■ APPLY WHAT YOU READ ■
A) In the I-287 article, what share of total traffic on the highway do trucks account for?
B) List every place that the I-287 article says the highway cuts through as the only major east-west route.
C) Print the passage of the I-287 article that opens with the words "The big-box office" and closes with "in subsequent decades.".

■ SOURCE TEXT ■
More than 155,000 cars use I-287 every day, up from 127,000 in 2010, according to Westchester County's principal planner, Tracy Corbitt, who gave the figures during a presentation before a county planning board Tuesday morning.
As the only major east-west route cutting through Tarrytown, Greenburgh, Elmsford, White Plains, Harrison, Rye, Port Chester and Rye Brook, the highway also is used heavily by trucks, which account for more than 5.8 percent of total traffic. The question is how to bring in projects that can enhance what the area has to offer.
"Transit and development can go together," she said. "The goal is to build development around transportation centers."
The big-box office parks that now line Westchester Avenue along both sides of the I-287 corridor began with the first IBM building that opened up in 1960, with construction of additional large complexes by major corporations coming in subsequent decades.
Now the problem is that many of those corporate headquarters are outmoded and sit on properties that usually end in culs-de-sac, making through traffic impossible. Sidewalks are also rare, planners say.
Zoning laws have been changed in White Plains to allow the single-use offices to be repurposed as other types of mixed-use developments. Harrison is working on rezoning that will allow big-box office eyesores to be reinvented as stores, restaurants and/or private homes. The rezoning proposal, in the form of a new comprehensive plan, would include building new access roads between the various office parks.
One of the challenges in redeveloping the sprawling corridor is to create projects that will not negatively impact nearby downtown White Plains, which has been revitalized as a destination for office workers, shoppers, medical patients, new residents and New York City commuters who rely on the White Plains Metro-North station.
Part of the dream is to create walkable downtowns around the county that will attract young people who are "looking for more urbany places where they can go to bars and go shopping," Corbitt said. "The key is to do something that won't kill the success of White Plains."

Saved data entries
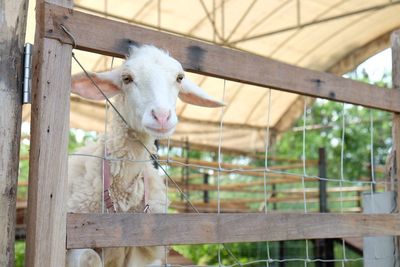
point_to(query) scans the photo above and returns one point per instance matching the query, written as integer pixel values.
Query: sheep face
(151, 81)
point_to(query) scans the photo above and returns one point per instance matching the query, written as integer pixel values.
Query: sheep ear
(192, 94)
(108, 82)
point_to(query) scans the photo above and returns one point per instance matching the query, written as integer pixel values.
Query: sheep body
(85, 186)
(145, 87)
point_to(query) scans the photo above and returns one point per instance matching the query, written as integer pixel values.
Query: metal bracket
(27, 82)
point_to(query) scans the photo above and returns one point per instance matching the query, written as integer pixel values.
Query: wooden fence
(50, 230)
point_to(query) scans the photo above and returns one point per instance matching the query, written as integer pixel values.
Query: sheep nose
(161, 116)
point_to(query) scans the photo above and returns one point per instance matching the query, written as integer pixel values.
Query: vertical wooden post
(12, 37)
(395, 40)
(46, 229)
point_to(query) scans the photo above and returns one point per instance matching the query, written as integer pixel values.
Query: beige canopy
(332, 36)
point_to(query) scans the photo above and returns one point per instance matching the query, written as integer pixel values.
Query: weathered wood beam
(395, 44)
(105, 230)
(13, 17)
(46, 232)
(112, 38)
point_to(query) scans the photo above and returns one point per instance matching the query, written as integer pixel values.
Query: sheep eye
(180, 78)
(127, 78)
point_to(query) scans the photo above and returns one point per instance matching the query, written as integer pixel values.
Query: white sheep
(146, 88)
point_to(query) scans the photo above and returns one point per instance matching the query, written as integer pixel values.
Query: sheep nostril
(154, 115)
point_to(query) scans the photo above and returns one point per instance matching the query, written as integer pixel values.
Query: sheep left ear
(192, 94)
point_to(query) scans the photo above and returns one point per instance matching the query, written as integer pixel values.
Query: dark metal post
(206, 197)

■ TASK SOLUTIONS ■
A) More than 5.8 percent

B) Tarrytown, Greenburgh, Elmsford, White Plains, Harrison, Rye, Port Chester, Rye Brook

C)
The big-box office parks that now line Westchester Avenue along both sides of the I-287 corridor began with the first IBM building that opened up in 1960, with construction of additional large complexes by major corporations coming in subsequent decades.